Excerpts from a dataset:
_ _ _ _
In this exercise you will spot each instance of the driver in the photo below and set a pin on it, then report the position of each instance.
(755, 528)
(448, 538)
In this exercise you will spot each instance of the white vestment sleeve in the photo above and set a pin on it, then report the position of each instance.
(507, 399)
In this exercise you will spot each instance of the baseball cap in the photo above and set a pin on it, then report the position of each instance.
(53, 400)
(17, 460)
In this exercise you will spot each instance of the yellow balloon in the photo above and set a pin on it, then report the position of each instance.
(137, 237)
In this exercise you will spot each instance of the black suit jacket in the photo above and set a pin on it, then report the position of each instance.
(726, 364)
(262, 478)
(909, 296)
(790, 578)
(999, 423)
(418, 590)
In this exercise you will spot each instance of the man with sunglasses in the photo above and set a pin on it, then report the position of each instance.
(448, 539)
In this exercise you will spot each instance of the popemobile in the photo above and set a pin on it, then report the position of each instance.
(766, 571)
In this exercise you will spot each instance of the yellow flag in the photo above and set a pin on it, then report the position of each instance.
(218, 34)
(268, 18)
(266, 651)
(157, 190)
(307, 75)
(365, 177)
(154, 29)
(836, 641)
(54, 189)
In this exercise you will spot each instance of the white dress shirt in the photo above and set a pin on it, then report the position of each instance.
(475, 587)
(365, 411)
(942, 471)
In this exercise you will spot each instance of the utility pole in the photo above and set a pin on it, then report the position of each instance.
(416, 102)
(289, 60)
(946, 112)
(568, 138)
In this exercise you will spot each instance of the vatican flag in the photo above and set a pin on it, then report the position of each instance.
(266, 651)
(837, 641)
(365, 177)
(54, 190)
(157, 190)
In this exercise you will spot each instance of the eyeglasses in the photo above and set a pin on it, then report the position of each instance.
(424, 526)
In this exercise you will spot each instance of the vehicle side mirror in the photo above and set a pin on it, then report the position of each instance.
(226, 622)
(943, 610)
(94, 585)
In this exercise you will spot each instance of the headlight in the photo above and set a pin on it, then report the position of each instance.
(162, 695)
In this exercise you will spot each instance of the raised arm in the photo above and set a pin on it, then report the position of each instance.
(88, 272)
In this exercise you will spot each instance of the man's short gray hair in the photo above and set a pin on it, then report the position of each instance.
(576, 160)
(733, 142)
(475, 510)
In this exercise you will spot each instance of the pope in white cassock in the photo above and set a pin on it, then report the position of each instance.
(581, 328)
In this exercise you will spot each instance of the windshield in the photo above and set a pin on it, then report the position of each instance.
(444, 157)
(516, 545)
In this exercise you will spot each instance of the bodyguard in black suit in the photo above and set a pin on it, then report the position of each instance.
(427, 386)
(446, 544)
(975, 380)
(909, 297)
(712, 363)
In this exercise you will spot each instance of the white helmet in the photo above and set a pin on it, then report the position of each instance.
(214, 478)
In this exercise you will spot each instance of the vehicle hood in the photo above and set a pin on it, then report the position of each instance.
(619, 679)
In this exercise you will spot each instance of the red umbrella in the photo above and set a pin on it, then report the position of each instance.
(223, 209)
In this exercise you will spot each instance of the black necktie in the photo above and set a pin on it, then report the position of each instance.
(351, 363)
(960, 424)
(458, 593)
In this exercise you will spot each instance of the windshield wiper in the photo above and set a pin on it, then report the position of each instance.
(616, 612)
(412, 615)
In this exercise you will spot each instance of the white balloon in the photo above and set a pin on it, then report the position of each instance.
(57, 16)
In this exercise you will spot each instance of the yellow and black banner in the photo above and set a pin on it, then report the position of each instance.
_ _ _ _
Required action: What are the lines from the one with "the windshield wiper" through the end of the entries? Give them again exactly, both end lines included.

Exercise output:
In this exercise you will spot each instance of the windshield wiper in the photo above and set a pin on it, then report the position of each instance.
(616, 612)
(412, 615)
In this exercise you will spot each instance of the white balloon in the photo above and set a pin on it, then report the position of each instance.
(57, 16)
In this exercise you will spot each instance of the yellow and black banner in the photo above and set a pin on it, then report the position of each instance.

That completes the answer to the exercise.